SUPPLIED TEXT:
0

So I'm using these three packages in R in order to connect to some databases and query them:

library(rJava)
library(RJDBC)
library (RPostgreSQL)

id_query <- dbGetQuery(conn2, "SELECT b.id id FROM table1 a LEFT JOIN table2 b ON a.id = b.id WHERE a.id = 1684 AND b.id <> 40378;")

This produces an output as such:

id
25559
30352
15352
17587
16480
16296
40449
34962
25827
37282

But then I want to take those results and paste them into a WHERE clause that uses IN

results_query <- dbGetQuery(con, "SELECT
i.event_date,
                              i.id,
                              i.id2,
                              i.id3,
                              i.id4,
                              i.id5,
                              COUNT(i.sales) sales,
                              COUNT(c.volume) volume
                              FROM table1 i
                              LEFT JOIN
                              table2 c
                              ON i.id = c.id
                              AND i.id2 = c.id2
                              AND i.id3 = c.id3
                              WHERE i.event_date = DATE('2018-06-18')

PROVIDED MATERIAL:
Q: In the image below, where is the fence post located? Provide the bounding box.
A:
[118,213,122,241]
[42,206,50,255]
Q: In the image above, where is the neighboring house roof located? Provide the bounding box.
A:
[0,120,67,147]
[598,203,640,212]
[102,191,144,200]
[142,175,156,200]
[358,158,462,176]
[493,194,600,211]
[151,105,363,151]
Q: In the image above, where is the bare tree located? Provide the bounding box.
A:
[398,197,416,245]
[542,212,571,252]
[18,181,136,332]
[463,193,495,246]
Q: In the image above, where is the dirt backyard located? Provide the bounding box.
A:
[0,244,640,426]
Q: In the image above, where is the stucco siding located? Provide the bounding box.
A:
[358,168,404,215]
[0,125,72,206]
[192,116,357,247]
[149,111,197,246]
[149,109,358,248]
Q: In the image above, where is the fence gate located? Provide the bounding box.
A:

WHAT IS EXPECTED: Which three R packages does the forum post on querying databases from R load?

OUTPUT FOR THIS EXERCISE: rJava, RJDBC and RPostgreSQL.